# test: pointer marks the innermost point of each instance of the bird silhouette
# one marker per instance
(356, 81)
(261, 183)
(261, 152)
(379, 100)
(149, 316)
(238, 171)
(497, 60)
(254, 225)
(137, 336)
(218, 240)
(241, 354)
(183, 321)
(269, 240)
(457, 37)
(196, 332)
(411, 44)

======

WHAT THE TASK ASKS -> Transcribe the full listing exactly, leaving out no line.

TASK RESPONSE ->
# test: pointer marks the innermost point of each instance of the bird silhouette
# one marker per instance
(356, 81)
(261, 183)
(261, 152)
(379, 100)
(149, 316)
(238, 171)
(497, 60)
(254, 225)
(137, 336)
(218, 240)
(241, 354)
(183, 321)
(269, 240)
(457, 37)
(196, 332)
(411, 44)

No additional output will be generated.